▸ **PAGE**
-- Begin --

Washington State Passes Senate Bill 6091 Hailed as “Hirst Fix”

By Tara J. Jackson, Schroeder Law Offices, P.C.

On January 18, 2018, just eight days into the Washington State 2018 legislative session, the Legislature passed Senate Bill 6091, dubbed the “Hirst fix.” Senate Bill 6091 amended, RCW 19.27.097, RCW 58.17.110, RCW 90.03.247, and RCW 90.03.290. The Bill added a new section to chapter 36.70A RCW and chapter 36.70 RCW, and added a new chapter to Title 90 RCW.

Hirst Decision

Hirst, refers to a 2016 Washington State Supreme Court decision in Whatcom County vs. Hirst, Futurewise, et al. In Washington State, under the Growth Management Act (GMA), chapter 36.70A RCW, counties are required to complete comprehensive growth planning that protects groundwater and surface water resources. Section 19.27.097 RCW and section 58.17.110 RCW, require that the county receive evidence of an adequate water supply from applicants for building permits or subdivisions before allowing the development.

The issue before the Supreme Court in Hirst was review of the Court of Appeals’ reversal of a county hearings board’s decision that a county comprehensive plan did not comply with the GMA because it did not protect the quality and availability of water. Specifically, the plan’s reliance on the Department of Ecology’s (“Ecology’s”) instream flow rules to find that a reliable year round supply of water exists for permit-exempt wells, sufficient to allow issuance of building permits for new homes or development relying on a permit exempt well, unless the Department has declared the area closed to permit-exempt uses.

The Court found the GMA requirement that the comprehensive growth planning of a county protect groundwater and surface water resources required the county to make its own decision regarding whether water was legally available, meaning whether water could be appropriated without impacting existing water rights, prior to issuing building permits. Accordingly, the county could not find water to be available for a permit-exempt well, simply because Ecology had not closed a basin to new groundwater appropriations.

While the Hirst Decision was specific to Whatcom County, the precedent was interpreted to apply to counties subject to the GMA. Some counties subject to the GMA reacted by refusing to issue building permits or placing the burden for proving water availability fully on the applicant.

Hirst Fix

Senate Bill 6091 is deemed the “Hirst Fix” because it changes various portions of the Revised Code of Washington (“RCW”) to allow counties to rely on Ecology’s determinations regarding the legal availability of water to issue building permits, as was done prior to the Hirst Decision. The Bill’s amendment of RCW 19.27.097, “Building permit application—Evidence of adequate water supply—Applicability—Exemption,” provides a framework for counties to evaluate whether adequate water exists to allow issuance of a building permit based on the watershed in question and other circumstances. An integral piece of this framework is the Bill’s addition of a new chapter under Title 90, “Water Rights—Environment,” which allows new building permits to be issued for projects relying on permit-exempt wells with additional requirements while a process for further updating Ecology’s instream flow rules to mitigate permit-exempt uses is undertaken.

-- End --

▸ **MATERIAL**
-- Begin --

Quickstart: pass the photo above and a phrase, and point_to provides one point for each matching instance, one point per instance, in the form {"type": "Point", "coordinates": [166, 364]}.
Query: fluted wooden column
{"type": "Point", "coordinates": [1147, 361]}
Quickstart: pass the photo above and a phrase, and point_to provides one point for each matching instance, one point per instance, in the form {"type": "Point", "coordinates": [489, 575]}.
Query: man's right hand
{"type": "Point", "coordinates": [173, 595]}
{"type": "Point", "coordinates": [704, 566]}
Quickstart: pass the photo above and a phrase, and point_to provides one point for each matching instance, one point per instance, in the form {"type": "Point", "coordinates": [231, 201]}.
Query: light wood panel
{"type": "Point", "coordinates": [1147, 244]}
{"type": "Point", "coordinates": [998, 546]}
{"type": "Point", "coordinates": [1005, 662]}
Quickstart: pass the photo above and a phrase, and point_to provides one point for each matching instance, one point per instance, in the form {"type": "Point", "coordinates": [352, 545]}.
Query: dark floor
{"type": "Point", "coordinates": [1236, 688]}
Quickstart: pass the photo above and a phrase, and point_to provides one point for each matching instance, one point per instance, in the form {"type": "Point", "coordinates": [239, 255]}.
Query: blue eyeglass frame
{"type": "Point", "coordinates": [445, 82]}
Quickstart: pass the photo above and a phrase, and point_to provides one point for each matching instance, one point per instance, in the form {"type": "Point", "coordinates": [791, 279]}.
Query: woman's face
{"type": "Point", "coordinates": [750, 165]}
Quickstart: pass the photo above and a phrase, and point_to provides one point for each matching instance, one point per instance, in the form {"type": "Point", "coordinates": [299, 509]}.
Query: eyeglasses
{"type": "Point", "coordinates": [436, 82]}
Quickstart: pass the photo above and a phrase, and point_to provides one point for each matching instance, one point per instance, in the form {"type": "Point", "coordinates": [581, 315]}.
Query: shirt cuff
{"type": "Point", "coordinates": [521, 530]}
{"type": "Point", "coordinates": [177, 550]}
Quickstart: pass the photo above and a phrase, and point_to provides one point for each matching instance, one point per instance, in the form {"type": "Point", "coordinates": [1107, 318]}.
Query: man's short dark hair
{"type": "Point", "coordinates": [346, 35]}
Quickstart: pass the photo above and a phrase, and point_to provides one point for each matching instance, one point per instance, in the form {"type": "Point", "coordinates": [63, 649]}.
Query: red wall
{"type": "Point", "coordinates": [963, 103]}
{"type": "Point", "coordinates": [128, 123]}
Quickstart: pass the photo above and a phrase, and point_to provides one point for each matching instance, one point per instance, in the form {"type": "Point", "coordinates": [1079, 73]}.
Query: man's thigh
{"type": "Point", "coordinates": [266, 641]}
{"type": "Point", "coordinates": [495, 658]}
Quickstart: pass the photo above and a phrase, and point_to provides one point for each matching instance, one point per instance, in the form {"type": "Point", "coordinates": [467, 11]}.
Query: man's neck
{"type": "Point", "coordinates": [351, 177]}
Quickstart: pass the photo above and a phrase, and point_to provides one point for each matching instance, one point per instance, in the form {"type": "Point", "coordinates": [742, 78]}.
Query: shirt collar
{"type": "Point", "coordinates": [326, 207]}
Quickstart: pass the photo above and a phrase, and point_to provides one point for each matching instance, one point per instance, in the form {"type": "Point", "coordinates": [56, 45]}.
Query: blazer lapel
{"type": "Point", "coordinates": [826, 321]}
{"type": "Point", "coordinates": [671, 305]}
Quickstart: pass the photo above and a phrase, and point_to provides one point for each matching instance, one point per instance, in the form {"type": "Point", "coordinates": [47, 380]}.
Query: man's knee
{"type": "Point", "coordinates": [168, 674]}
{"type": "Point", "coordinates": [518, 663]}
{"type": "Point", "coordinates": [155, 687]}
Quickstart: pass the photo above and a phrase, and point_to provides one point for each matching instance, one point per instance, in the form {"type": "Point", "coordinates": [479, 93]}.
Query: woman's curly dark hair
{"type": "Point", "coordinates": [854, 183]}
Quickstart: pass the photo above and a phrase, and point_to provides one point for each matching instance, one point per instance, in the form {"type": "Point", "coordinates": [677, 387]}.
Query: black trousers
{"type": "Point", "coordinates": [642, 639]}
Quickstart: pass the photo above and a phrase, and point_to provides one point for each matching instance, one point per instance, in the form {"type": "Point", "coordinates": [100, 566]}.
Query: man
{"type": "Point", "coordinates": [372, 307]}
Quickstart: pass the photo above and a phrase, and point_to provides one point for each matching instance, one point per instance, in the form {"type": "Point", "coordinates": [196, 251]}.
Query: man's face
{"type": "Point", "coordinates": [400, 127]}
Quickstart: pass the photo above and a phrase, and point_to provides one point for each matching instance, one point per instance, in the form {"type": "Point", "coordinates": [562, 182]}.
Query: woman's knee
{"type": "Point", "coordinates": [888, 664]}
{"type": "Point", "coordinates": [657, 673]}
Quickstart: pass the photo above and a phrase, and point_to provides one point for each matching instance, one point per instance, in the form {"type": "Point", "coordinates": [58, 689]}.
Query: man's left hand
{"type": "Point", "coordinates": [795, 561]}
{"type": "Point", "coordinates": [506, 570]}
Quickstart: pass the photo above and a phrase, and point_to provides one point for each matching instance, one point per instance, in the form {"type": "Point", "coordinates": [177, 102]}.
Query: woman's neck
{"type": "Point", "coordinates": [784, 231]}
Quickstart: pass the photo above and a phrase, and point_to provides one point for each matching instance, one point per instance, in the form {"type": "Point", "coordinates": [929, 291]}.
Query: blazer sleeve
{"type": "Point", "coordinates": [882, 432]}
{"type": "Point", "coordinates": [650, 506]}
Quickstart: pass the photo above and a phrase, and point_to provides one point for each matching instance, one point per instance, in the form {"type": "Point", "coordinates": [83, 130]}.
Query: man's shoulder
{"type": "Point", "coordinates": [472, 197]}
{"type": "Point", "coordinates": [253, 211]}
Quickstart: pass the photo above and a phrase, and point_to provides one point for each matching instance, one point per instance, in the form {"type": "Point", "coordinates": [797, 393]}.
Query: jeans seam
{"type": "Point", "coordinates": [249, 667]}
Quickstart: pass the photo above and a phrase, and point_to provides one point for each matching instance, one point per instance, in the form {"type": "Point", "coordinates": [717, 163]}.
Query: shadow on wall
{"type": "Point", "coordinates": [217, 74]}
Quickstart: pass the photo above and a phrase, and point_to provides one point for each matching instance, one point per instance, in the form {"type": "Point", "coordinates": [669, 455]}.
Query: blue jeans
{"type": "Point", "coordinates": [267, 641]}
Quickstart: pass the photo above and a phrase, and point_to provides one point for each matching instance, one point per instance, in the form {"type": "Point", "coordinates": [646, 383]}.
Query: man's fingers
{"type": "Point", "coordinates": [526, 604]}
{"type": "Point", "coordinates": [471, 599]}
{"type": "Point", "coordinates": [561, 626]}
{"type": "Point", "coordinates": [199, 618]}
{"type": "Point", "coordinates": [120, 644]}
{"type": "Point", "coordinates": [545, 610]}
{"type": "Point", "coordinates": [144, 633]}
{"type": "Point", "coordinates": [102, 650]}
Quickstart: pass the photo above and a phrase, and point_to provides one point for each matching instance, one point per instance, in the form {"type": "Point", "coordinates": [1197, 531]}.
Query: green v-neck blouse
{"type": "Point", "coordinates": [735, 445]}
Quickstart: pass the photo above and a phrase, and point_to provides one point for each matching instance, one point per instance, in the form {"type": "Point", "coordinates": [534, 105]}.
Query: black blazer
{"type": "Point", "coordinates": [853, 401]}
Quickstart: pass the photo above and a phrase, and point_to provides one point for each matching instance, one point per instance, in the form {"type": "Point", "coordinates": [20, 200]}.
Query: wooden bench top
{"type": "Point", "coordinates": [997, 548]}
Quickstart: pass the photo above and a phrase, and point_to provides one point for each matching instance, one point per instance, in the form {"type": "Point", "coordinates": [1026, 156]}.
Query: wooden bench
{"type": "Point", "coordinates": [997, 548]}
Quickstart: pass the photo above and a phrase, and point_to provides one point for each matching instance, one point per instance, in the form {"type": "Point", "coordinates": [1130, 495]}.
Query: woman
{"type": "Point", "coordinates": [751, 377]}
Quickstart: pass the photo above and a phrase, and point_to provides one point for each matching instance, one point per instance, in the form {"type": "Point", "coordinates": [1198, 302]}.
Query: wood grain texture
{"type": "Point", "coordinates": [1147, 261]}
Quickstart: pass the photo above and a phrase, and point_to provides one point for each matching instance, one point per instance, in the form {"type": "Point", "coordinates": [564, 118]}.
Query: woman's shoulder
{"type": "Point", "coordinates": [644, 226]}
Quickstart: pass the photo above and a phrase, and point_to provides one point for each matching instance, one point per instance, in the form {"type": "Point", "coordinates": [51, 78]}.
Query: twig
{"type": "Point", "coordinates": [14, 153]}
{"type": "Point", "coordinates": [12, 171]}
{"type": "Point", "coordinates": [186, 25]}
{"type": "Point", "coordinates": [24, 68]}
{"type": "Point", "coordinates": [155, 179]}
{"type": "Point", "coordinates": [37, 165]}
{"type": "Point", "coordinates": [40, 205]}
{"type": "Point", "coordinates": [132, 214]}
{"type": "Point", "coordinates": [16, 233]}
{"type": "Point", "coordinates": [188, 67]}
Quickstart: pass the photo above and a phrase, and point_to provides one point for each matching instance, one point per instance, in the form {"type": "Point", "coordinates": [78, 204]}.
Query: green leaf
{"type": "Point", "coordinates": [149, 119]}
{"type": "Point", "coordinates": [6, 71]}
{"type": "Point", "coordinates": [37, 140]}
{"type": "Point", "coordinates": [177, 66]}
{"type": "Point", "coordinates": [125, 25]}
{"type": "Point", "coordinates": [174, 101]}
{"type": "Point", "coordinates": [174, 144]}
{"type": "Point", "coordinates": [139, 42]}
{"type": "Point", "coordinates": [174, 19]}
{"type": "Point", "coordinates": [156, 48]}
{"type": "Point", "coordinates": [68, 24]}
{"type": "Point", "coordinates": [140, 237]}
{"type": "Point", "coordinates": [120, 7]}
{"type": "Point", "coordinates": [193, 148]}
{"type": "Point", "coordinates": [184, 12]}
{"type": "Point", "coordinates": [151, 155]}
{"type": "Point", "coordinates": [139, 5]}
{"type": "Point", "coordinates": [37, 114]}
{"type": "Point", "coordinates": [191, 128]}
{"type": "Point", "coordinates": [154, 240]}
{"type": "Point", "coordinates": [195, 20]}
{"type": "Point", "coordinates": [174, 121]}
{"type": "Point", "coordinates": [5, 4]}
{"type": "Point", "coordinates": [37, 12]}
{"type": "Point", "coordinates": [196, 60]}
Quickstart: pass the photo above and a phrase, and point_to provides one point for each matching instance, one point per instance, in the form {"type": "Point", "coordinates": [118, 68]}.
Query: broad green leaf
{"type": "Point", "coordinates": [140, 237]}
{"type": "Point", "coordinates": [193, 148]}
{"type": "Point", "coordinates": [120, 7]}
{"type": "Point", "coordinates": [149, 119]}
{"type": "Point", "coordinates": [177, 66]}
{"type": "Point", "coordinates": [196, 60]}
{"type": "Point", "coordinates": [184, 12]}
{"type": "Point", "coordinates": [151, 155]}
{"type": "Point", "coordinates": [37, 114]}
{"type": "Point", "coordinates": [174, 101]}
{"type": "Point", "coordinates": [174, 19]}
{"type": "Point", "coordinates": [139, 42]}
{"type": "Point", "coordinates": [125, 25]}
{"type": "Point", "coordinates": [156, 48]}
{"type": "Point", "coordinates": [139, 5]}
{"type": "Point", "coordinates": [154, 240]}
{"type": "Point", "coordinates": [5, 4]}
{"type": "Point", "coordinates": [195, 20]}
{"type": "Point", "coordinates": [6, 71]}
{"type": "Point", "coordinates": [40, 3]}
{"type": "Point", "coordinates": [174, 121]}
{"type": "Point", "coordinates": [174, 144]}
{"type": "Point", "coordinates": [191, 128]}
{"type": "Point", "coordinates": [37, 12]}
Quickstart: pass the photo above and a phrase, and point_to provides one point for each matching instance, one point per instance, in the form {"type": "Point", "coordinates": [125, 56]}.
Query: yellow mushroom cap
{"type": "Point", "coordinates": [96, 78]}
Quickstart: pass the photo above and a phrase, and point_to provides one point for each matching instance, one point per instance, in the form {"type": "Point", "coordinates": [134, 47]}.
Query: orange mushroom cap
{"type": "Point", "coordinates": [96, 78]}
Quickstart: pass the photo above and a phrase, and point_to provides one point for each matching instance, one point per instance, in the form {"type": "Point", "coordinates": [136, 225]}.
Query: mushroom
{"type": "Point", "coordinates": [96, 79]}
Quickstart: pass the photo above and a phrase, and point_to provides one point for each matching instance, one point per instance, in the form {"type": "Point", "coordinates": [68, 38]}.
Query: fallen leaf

-- End --

▸ **DIRECTIVES**
#1 In the article on the Hirst fix, rewrite the paragraph that begins "Senate Bill 6091 is deemed the" as a short bulleted list that keeps its main facts.
#2 Write the next part of the article on the Hirst fix, picking up after its final paragraph.

▸ **RESPONSES BY TASK**
#1
- Senate Bill 6091 is called the "Hirst Fix" because it changes parts of the RCW so counties can again rely on Ecology's determinations of legal water availability when issuing building permits, as they did before the Hirst Decision.
- Its amendment of RCW 19.27.097 gives counties a framework to judge whether adequate water exists for a building permit, based on the watershed and other circumstances.
- A key part of this framework is a new chapter under Title 90. It allows new building permits, with additional requirements, for projects relying on permit-exempt wells.
- These permits can be issued while Ecology's instream flow rules are further updated to mitigate permit-exempt uses.

#2
Water Availability for Existing Permit-Exempt Wells

The Bill adds language to RCW 19.27.097 regarding the standard for evidence of adequate water supply for existing permit-exempt wells. The new language provides that evidence of adequate water supply exists for any exempt use made in accordance with RCW 90.44.050 from a groundwater well that was constructed to meet well construction standards prior to the effective date of the addition to the statute (January 19, 2018). (Sec. 101, 5). This change in language allows counties to issue building permits for projects relying on a water supply from an existing groundwater well that was constructed to meet well construction standards prior to January 19, 2018.

Water Availability Determinations for New Permit-Exempt Wells

The Bill adds a new section to both Chapter 36.70(A) RCW, “Growth Management—Planning by Selected Counties and Cities” and Chapter 36.70 RCW, “Planning Enabling Act.” The new sections allow counties subject to the GMA to comply with the requirement that their comprehensive growth management planning protects groundwater and surface water resources by relying on or referring to minimum instream flow rules adopted by Ecology to make determinations of water availability for building permits or development. (Sec. 102-103).

The Bill adds new language to RCW 58.17.110, “Approval or disapproval of subdivision and dedication-Factors to be considered—Conditions for approval—Finding—Release from Damages.” The new language allows a city, town or county legislative body to make findings that an adequate water supply exists for a subdivision if the water supply will be provided through a permit-exempt groundwater use. (Sec. 104, 5).

The Bill makes additional changes to RCW 19.27.097, which essentially split the state into four categories based on whether Ecology has established instream flow rules for the area that specifically regulate permit-exempt water uses and the status of that area’s development of a watershed plan. Each category is subject to different standards for evaluation of water availability to allow the county to issue a building permit for a project relying on a yet to be constructed permit-exempt well. (Sec. 101, 1(b)-(e)).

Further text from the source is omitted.